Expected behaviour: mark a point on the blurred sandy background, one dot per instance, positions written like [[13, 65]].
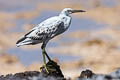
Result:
[[92, 41]]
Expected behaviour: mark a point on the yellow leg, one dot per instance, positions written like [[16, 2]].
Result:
[[44, 60]]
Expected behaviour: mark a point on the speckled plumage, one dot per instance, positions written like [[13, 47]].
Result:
[[46, 30]]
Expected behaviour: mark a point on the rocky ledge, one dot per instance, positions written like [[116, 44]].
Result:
[[55, 73]]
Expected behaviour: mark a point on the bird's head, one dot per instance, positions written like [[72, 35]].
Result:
[[68, 11]]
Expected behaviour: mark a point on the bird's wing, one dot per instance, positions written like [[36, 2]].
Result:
[[45, 29]]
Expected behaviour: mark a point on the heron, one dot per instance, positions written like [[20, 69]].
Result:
[[47, 30]]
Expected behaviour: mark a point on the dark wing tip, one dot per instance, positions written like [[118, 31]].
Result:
[[20, 40]]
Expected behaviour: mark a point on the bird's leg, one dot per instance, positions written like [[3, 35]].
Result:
[[44, 60], [44, 51]]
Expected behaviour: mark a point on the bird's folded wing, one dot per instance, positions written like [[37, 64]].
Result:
[[42, 32]]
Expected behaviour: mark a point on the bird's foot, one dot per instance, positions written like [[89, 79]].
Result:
[[52, 69]]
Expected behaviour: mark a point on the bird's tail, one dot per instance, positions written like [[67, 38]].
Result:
[[23, 41]]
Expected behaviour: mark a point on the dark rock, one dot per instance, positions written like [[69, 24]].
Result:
[[54, 74]]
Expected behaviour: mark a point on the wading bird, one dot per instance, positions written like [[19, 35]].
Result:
[[47, 30]]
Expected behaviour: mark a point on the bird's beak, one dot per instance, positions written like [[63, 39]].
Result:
[[75, 11]]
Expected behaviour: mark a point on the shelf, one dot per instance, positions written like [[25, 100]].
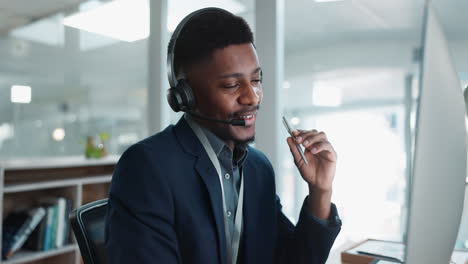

# # # # # # #

(What is being asked): Your task is to reproduce every record exactly while omitting the pictures.

(Written solution):
Expected behaviour: mark a point on the blurred sandy background, one dot per instance, positions written like [[13, 65]].
Result:
[[92, 41]]
Expected behaviour: mark a point on the yellow leg, one dot per instance, positions written like [[16, 2]].
Result:
[[44, 60]]
Expected behaviour: mark a point on the speckled plumage, one dot per instance, positions written like [[13, 47]].
Result:
[[46, 30]]
Expected behaviour: mark a point on the rocky ledge, one dot per instance, positions written like [[116, 44]].
Result:
[[55, 73]]
Expected behaviour: mark a point on the bird's head, one dot per instance, positions written like [[72, 35]].
Result:
[[68, 11]]
Expected behaviour: mark a point on the bird's wing, one dot per instance, positions written like [[36, 2]].
Result:
[[45, 29]]
Expected behaviour: mark a point on the heron, one dot per instance, positions written like [[20, 69]].
Result:
[[47, 30]]
Expected behaviour: mark a point on the dark wing tip, one dot per instance, positions written like [[118, 31]].
Result:
[[20, 40]]
Expected behaviour: mark a point on the bird's leg, one dot per instance, positions written like [[3, 35]].
Result:
[[44, 60], [44, 51]]
Expected behaviour: mark a point on the bird's folded wing, one dot per instance, positions written like [[37, 64]].
Result:
[[42, 32]]
Expected behaviour: mark a point on the bird's foot, one dot per instance, positions written like [[89, 79]].
Result:
[[52, 69]]
Expected behaviour: mark a point on the bird's tail, one dot per instance, positions written like [[67, 38]].
Result:
[[23, 41]]
Expected behaviour: mark a point on the dark rock, one dot per instance, positions written like [[69, 24]].
Result:
[[54, 74]]
Expected behaviour: mark a point on the wading bird, one dot per instance, positions written like [[19, 35]].
Result:
[[47, 30]]
Expected behaviour: mark a point on the bird's beak, one dot per instance, positions written like [[63, 39]].
Result:
[[75, 11]]
Expected behaviour: mark a point on the shelf, one dot per instance, positions written like [[25, 100]].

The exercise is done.